Protein expression and purification

To investigate the structural and biophysical properties of two prokaryotic WD40 proteins, we expressed and purified the recombinant WD40 domain (aa.441–aa.742) of tPkwA (referred as tPkwA-C), as well as single WD40 domain (aa.620–aa.906) of Npun_R6612 using E. coli expression system. All proteins were expressed in soluble form and purified by nickel-nitrilotriacetic acid (Ni-NTA) chromatography as a fusion protein with His6 tag. The fusion construct was subsequently cleaved by TEV protease, and the released proteins were further purified with a gel-filtration (Fig. 1a). All proteins were at least 90–95% pure, as judged by SDS-PAGE analysis. During the purification, we found that tPkwA-C was very stable at elevated temperature, and it even could be recovered from cell lysate after heated to 90 °C (Fig. 1b).

Figure 1
figure 1

Thermo-stability analysis and purification of recombinant tPkwA-C expressed in E. coli. (a) Gel filtration profile of the purified tPkwA-C in basic running buffer with 150 mM NaCl. (b) In vitro thermostability analysis of the expressed tPkwA-C in E. coli. The whole cell extract (lane 2–5) and the purified tPkwA-C samples (lane 6–9) were incubated at different temperatures for one hour, after centrifugation the supernatant fractions were separated by SDS-PAGE. Uncropped gel images are available in Supplementary Fig. S5.

Using the information:
(1) Do these statements agree with the protein expression and purification passage? Answer yes or no for each, quoting the passage's deciding words. (a) The proteins were purified by Ni-NTA chromatography as His6-tagged fusions. (b) The fusion construct was cleaved with thrombin. (c) In the thermostability test, samples were incubated for thirty minutes.
(2) According to the protein expression and purification passage, how pure were the proteins, as judged by SDS-PAGE?

Information shown:
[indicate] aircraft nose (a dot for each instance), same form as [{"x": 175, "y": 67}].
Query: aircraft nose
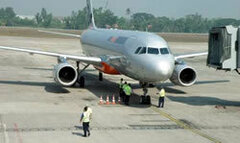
[{"x": 164, "y": 69}]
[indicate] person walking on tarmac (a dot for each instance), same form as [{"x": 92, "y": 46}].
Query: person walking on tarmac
[
  {"x": 128, "y": 91},
  {"x": 121, "y": 88},
  {"x": 123, "y": 92},
  {"x": 85, "y": 119},
  {"x": 161, "y": 98}
]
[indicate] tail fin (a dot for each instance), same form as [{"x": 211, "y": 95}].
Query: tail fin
[{"x": 90, "y": 16}]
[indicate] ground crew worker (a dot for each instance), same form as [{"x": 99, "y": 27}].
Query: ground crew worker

Responses for each task:
(1)
(a) Yes: "purified by nickel-nitrilotriacetic acid (Ni-NTA) chromatography as a fusion protein with His6 tag"
(b) No: "cleaved by TEV protease"
(c) No: "incubated at different temperatures for one hour"

(2) At least 90–95% pure.